- Instructions to follow: Copy out the entries from the line containing "Task: If you could identify the forest" through the line containing "point(160, 158)", keeping every line, with the answer point's coordinates each offset by +99 and the sample points left unchanged. Return only those lines.

- Record list:

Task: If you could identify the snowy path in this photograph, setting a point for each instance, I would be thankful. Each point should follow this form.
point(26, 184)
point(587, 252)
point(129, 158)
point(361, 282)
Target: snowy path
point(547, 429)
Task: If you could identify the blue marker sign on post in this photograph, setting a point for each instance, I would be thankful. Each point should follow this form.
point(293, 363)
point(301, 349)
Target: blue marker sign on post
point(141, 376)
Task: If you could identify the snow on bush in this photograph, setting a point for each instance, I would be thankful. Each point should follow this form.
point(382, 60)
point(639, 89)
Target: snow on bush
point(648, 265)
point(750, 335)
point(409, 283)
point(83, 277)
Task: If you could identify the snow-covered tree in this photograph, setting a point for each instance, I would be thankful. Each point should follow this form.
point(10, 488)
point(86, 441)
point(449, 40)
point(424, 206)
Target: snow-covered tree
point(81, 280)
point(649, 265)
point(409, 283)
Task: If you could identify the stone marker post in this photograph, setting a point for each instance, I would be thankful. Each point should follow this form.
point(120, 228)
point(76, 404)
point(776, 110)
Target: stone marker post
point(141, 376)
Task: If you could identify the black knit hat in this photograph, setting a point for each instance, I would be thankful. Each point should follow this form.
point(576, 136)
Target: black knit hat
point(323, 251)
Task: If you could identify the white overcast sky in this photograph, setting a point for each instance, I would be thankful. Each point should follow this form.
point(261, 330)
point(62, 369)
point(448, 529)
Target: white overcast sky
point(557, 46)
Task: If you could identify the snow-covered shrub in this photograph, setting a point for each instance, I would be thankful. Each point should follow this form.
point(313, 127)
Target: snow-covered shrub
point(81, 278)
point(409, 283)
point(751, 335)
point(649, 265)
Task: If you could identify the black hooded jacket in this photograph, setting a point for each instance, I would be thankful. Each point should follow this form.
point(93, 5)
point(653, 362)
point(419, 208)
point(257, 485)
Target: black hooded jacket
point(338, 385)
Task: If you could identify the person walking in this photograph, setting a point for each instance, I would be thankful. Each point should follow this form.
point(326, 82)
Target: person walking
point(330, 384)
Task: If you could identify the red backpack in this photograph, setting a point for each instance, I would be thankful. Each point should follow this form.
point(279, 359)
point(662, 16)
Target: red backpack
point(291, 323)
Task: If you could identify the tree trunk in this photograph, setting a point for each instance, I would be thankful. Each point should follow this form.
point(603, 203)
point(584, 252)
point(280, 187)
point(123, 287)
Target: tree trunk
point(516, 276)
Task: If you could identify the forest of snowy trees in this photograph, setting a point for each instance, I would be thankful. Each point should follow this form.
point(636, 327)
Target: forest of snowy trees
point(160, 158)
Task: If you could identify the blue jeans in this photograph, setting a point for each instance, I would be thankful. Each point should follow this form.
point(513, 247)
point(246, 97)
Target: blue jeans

- Written reply:
Task: If you could identify the forest of snowy trees in this photograph, setting a point for each instance, I would be thankful. Each point should follow this form.
point(636, 327)
Target: forest of snowy trees
point(259, 257)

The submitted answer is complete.